:: Recorded information ::

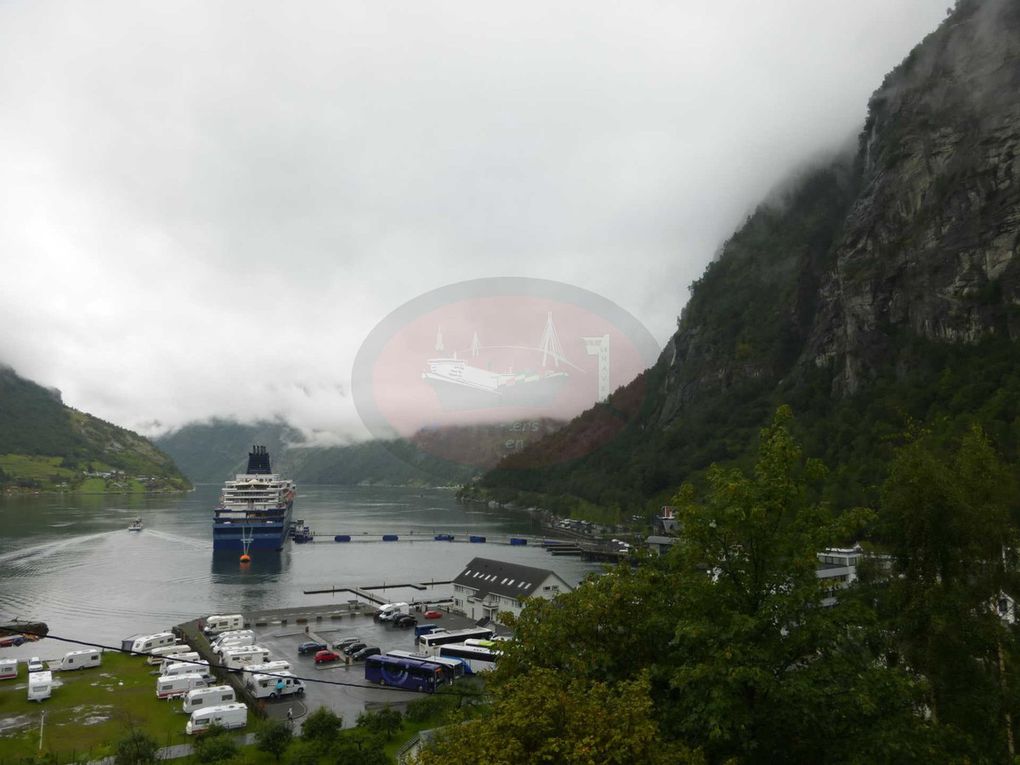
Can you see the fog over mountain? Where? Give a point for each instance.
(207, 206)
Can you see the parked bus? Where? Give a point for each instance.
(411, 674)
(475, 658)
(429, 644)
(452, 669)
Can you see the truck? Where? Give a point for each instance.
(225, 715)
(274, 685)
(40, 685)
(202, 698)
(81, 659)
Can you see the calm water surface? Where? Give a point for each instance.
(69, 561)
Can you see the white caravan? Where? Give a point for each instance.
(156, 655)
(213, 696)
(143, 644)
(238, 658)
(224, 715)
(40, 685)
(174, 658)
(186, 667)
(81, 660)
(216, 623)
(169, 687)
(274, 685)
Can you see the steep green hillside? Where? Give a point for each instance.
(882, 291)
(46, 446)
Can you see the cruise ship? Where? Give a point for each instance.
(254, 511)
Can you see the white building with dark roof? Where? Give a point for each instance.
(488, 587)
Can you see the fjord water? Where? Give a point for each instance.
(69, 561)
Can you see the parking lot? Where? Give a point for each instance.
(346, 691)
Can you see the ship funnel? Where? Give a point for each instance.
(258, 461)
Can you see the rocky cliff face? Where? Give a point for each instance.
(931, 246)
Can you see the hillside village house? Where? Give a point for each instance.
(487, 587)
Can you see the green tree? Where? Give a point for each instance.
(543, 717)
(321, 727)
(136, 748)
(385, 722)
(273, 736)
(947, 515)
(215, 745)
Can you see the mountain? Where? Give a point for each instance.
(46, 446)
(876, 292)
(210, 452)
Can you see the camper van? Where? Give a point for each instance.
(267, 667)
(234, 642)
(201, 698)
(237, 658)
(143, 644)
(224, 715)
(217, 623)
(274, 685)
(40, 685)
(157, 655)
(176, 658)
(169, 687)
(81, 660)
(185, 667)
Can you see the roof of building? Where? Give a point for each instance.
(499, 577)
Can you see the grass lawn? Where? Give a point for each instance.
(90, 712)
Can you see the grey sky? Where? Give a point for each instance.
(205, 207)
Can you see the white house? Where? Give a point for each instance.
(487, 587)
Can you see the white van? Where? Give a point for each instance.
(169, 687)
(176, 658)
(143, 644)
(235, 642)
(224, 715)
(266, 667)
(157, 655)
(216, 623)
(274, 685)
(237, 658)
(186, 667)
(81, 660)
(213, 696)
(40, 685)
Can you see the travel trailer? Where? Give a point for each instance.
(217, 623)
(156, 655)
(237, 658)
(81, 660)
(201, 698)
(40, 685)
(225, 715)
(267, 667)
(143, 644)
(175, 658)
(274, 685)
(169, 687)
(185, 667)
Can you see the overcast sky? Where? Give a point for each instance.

:::
:: Recorded information ::

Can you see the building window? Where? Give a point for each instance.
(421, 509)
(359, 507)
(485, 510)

:::

**Problem to work on:** Among the records above, a stretch begins at the line containing "Can you see the grey" and ends at the line containing "Can you see the overcast". Restate that stretch word for word, and nothing else.

**Answer to this task:**
Can you see the grey sky? Where? Give a point for each instance.
(205, 207)
Can you see the white house? Where? Give a point for each instance.
(487, 587)
Can you see the white van? Where? Give a point for each instance.
(169, 687)
(176, 658)
(143, 644)
(235, 642)
(224, 715)
(266, 667)
(157, 655)
(216, 623)
(274, 685)
(237, 658)
(186, 667)
(81, 660)
(213, 696)
(40, 685)
Can you see the travel trailer? Where? Give a point for each instance.
(217, 623)
(156, 655)
(237, 658)
(81, 660)
(201, 698)
(40, 685)
(225, 715)
(267, 667)
(143, 644)
(175, 658)
(274, 685)
(169, 687)
(185, 667)
Can you see the overcast sky? Where? Give a point for each instance.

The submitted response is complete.